- AVAILABLE DATA -

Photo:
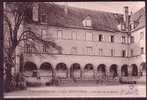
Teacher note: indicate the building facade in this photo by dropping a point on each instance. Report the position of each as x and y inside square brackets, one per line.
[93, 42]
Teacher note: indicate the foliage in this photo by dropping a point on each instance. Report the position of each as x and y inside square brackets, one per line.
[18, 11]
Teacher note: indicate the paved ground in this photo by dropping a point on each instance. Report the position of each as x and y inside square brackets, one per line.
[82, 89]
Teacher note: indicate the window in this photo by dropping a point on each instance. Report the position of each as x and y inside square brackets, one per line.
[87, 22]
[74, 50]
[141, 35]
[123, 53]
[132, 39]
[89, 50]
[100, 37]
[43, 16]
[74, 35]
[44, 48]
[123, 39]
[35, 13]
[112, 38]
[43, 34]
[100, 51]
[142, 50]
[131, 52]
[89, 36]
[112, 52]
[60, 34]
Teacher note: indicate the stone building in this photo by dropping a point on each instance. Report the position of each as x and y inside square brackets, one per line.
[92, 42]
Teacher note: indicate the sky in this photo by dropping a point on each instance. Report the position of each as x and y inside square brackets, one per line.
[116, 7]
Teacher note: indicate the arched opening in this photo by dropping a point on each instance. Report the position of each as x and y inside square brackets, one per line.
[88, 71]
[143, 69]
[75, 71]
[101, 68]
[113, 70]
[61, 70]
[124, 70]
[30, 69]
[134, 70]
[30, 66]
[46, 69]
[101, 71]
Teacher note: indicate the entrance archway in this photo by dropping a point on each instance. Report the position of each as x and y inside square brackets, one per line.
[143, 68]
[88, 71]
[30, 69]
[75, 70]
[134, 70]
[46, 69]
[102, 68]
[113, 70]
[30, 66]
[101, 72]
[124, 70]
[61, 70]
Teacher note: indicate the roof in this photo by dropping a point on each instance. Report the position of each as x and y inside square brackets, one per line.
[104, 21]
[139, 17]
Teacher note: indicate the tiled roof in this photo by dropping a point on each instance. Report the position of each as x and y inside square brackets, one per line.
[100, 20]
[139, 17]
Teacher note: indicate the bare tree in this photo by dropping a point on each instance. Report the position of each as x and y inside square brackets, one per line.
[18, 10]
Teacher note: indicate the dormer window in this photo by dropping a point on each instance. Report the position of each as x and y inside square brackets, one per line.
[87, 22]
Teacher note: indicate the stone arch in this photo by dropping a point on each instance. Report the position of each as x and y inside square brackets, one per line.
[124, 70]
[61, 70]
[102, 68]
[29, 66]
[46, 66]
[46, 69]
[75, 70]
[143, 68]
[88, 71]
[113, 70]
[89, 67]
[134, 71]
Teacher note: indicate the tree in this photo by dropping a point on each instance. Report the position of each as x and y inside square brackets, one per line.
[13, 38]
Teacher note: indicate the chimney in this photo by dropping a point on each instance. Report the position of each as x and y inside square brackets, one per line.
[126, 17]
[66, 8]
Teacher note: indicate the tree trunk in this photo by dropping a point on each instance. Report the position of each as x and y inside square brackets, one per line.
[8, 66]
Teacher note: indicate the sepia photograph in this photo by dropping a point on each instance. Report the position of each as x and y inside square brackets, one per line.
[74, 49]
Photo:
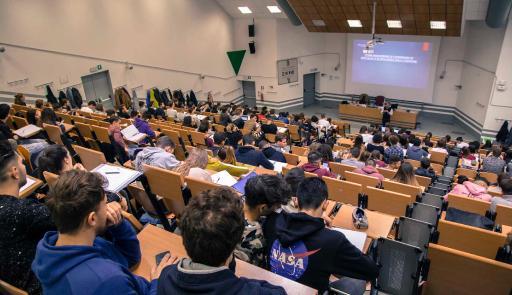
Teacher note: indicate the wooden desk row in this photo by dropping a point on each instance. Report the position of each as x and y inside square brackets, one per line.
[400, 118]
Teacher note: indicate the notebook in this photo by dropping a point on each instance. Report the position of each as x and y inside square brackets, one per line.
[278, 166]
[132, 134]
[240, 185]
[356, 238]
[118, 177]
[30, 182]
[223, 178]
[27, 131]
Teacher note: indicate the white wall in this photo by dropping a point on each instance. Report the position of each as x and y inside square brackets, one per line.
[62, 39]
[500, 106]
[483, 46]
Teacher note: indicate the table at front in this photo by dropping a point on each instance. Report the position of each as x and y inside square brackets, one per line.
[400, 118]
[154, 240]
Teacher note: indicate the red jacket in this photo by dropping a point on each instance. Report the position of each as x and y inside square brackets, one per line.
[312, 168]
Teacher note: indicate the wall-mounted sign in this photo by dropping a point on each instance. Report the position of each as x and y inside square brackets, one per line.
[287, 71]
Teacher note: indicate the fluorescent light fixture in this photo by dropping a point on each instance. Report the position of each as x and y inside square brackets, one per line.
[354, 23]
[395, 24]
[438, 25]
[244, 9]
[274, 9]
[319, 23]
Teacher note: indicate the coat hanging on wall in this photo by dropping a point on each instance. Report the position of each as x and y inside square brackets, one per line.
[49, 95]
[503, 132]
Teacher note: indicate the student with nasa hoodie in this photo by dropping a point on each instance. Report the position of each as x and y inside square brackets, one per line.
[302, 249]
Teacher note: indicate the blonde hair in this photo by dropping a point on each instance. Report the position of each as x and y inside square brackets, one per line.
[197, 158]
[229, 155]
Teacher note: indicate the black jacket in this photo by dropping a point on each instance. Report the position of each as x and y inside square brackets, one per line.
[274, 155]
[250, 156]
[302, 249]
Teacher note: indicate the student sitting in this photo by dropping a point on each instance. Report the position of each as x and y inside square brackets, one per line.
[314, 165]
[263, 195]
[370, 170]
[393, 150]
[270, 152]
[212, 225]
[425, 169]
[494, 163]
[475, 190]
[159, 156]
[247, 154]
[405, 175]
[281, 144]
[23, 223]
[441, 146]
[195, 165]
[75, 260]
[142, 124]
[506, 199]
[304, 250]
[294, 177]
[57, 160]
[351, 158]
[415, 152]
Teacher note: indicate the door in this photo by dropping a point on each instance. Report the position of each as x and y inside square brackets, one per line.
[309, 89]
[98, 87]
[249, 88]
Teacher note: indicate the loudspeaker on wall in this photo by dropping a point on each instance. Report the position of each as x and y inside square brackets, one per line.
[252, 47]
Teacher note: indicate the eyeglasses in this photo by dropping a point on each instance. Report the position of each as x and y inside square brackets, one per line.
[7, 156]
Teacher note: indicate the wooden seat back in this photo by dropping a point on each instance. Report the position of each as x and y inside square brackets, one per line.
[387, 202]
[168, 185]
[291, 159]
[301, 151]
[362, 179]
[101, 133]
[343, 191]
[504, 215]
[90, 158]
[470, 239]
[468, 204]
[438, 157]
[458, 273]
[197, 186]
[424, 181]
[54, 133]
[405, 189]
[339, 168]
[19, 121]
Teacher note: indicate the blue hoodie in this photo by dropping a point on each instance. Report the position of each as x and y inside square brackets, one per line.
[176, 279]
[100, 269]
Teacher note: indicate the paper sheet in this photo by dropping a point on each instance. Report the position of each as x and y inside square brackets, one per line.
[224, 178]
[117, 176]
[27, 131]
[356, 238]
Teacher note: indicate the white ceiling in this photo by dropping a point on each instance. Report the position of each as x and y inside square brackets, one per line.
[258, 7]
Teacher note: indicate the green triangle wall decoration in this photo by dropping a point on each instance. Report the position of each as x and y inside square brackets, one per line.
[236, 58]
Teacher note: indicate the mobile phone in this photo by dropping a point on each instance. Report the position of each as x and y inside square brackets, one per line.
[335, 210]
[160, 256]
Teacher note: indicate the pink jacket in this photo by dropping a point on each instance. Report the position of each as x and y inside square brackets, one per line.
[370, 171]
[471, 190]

- WHAT THE TASK REQUIRES -
A word-for-word retyping of the material above is expected, without pictures.

- TASK OUTPUT -
Photo:
Teacher note: indicate the building facade in this photo by dropping a point on each instance. Report the position of each as x and y inside square brackets, one per line.
[93, 42]
Teacher note: indicate the foliage in this photo by dropping a point on each instance. Report the position of each as x and y inside square brackets, one per line.
[18, 11]
Teacher note: indicate the paved ground in this photo by dropping a point on each instance. Report the position of each as x and y inside square brackets, one per line.
[82, 89]
Teacher note: indicate the window in this photo by dropping a point on each instance. Report the position of each as x and y inside square brackets, one per line.
[87, 22]
[74, 50]
[141, 35]
[123, 53]
[132, 39]
[89, 50]
[100, 37]
[43, 16]
[74, 35]
[44, 48]
[123, 39]
[35, 13]
[112, 38]
[43, 34]
[100, 51]
[142, 50]
[131, 52]
[89, 36]
[112, 52]
[60, 34]
Teacher note: indicate the stone building in this photo by dropping a point on each instance. Report the position of each as x and y inside square brackets, one per line.
[92, 42]
Teacher note: indicate the sky in this photo by dropping a point on each instance. Report the position of each as x and y inside square brackets, one per line.
[116, 7]
Teacher note: indicate the arched opening in this photo by dropping a point on each instance. Report the position of each as x and y inside square brackets, one per line.
[88, 71]
[143, 69]
[75, 71]
[101, 68]
[113, 70]
[61, 70]
[124, 70]
[30, 69]
[134, 70]
[30, 66]
[46, 69]
[101, 71]
Teacher note: indicate the entrance archway in this photo by dropping a point on each instance. Report the position of each as x and y inside square brackets, one per line.
[143, 68]
[88, 71]
[30, 69]
[75, 70]
[134, 70]
[46, 69]
[102, 68]
[113, 70]
[30, 66]
[101, 72]
[124, 70]
[61, 70]
Teacher note: indicate the roof in this photo by dropping a point on each instance. Report the position of each as x and y inside square brackets, one per line.
[104, 21]
[139, 17]
Teacher note: indicate the tiled roof in this photo by dropping a point on each instance. Report the position of each as x and y inside square brackets, one per line.
[100, 20]
[139, 17]
Teacher note: indicate the bare tree in this photo by dropping a point on each instance. Report the position of each as x and y inside square brackets, one per line.
[18, 10]
Teacher note: indicate the dormer window in this photo by dropping a point on each instance. Report the position of each as x and y inside square brackets, one per line.
[87, 22]
Teacher note: indicate the stone arch in this photo by dropping a point on each instance. Report the position of each as x and y inside square brackets, one per line.
[124, 70]
[61, 70]
[102, 68]
[29, 66]
[46, 66]
[46, 69]
[75, 70]
[143, 68]
[88, 71]
[113, 70]
[89, 67]
[134, 71]
Teacher note: indicate the tree in this photo by dropping a point on each instance. Report the position of each as x and y inside square brackets, one per line.
[13, 38]
Teacher note: indicate the chimney in this photo by dropping a point on each instance. Report the position of each as x and y inside square brackets, one per line.
[126, 17]
[66, 8]
Teacher note: indicate the tree trunk in this photo by dropping a point on each instance. Report the position of each as x and y inside square brackets, one per line.
[8, 66]
Teacher note: indicate the sepia photograph in this photo by dropping a point on each instance. Report the position of each as x and y inside square brackets, one per line.
[74, 49]
Photo:
Teacher note: indicate the wooden desk row in this photo by dropping a point on each instance. Report the position of each as x and y inside square brackets, one per line.
[400, 118]
Teacher note: indicate the notebook in this photo by dropping a point on each instance. Report the position of each as x and y inside square brackets, one per line.
[278, 166]
[132, 134]
[240, 185]
[356, 238]
[118, 177]
[30, 182]
[223, 178]
[27, 131]
Teacher note: indicate the white wall in this photo by dropping a point on each instance. Report the position of each as x and y inside square brackets, one per line.
[62, 39]
[500, 106]
[483, 46]
Teacher note: indicate the table at front in this photo by dropping a point on each instance. Report the position of each as x and y inside square brackets, one per line.
[400, 118]
[154, 240]
Teacher note: indicate the red jacket in this photo by dropping a point on each instance. Report the position of each as x and y inside square brackets, one per line.
[312, 168]
Teacher note: indicate the wall-mounted sign in this photo by dropping a point on each instance. Report the position of each as x and y inside square brackets, one per line.
[287, 71]
Teacher note: indicate the fluorescent light fixture in this photo by dropping a point on each instance. Report the position of each as x and y inside square brackets, one per line.
[354, 23]
[395, 24]
[438, 25]
[244, 9]
[274, 9]
[319, 23]
Teacher note: indicate the coat hanging on wall in this photo by dropping a point on each instance. Report the position of each as x and y inside square brackets, one per line.
[49, 95]
[503, 132]
Teacher note: indicate the student with nasa hoodie in this photo by dropping a point on each instance. Report the position of each as x and y inside square brackets, one per line.
[302, 249]
Teacher note: indicate the blonde hair in this photo by dropping a point on each instance. Report the position of each as x and y inside square brackets, one per line.
[197, 158]
[229, 155]
Teacher note: indicate the black jacket in this photo by dropping a point on each instance. Report the position of each as x and y inside square brackets, one per line.
[274, 155]
[250, 156]
[302, 249]
Teacher note: indicate the student sitting in this photo by dropping a point on each instance. Report the position of each as x and y inside square brackets, one per line.
[314, 165]
[263, 195]
[370, 170]
[393, 150]
[270, 152]
[212, 225]
[425, 169]
[494, 163]
[475, 190]
[159, 156]
[247, 154]
[405, 175]
[281, 144]
[23, 223]
[441, 146]
[195, 165]
[75, 260]
[142, 124]
[506, 199]
[304, 250]
[294, 177]
[57, 160]
[351, 158]
[415, 152]
Teacher note: indicate the door in this photo by dropping a point on each instance. Report the position of each as x and y inside square brackets, one per line.
[309, 89]
[98, 87]
[249, 88]
Teacher note: indicate the loudspeaker on wall in this photo by dropping a point on each instance. Report the position of each as x and y inside square brackets, one per line.
[252, 47]
Teacher note: indicate the eyeglasses in this photo by dropping a point on each instance. Report the position of each as x and y inside square brackets, one per line.
[7, 156]
Teacher note: indicate the wooden seat back in this photo by dropping a point on each instance. Report the position of each as x and y inside square brackets, one per line.
[387, 202]
[168, 185]
[291, 159]
[301, 151]
[362, 179]
[101, 133]
[343, 191]
[504, 215]
[90, 158]
[470, 239]
[468, 204]
[438, 157]
[458, 273]
[197, 186]
[424, 181]
[54, 133]
[405, 189]
[339, 168]
[19, 121]
Teacher note: indicate the blue hoodie in this photo by dropping a point on each instance. Report the position of each as x and y inside square brackets, one per line.
[176, 279]
[100, 269]
Teacher note: indicate the paper sheet in this photo by dropping a point on each instance. Report the position of each as x and y inside square brackets, one per line.
[224, 178]
[117, 176]
[27, 131]
[356, 238]
Teacher note: indicate the white ceiling in this photo by dropping a point on each instance. Report the position of each as x and y inside square brackets, one per line.
[258, 7]
Teacher note: indicate the green triangle wall decoration in this photo by dropping a point on each instance. Report the position of each as x and y inside square brackets, one per line.
[236, 58]
Teacher note: indicate the mobile phone in this photo by dropping a point on each instance. Report the position of each as x and y inside square brackets, one per line.
[335, 210]
[160, 256]
Teacher note: indicate the pink jacket in this photo by dropping a point on each instance. Report the position of each as x and y inside square brackets, one per line.
[370, 171]
[471, 190]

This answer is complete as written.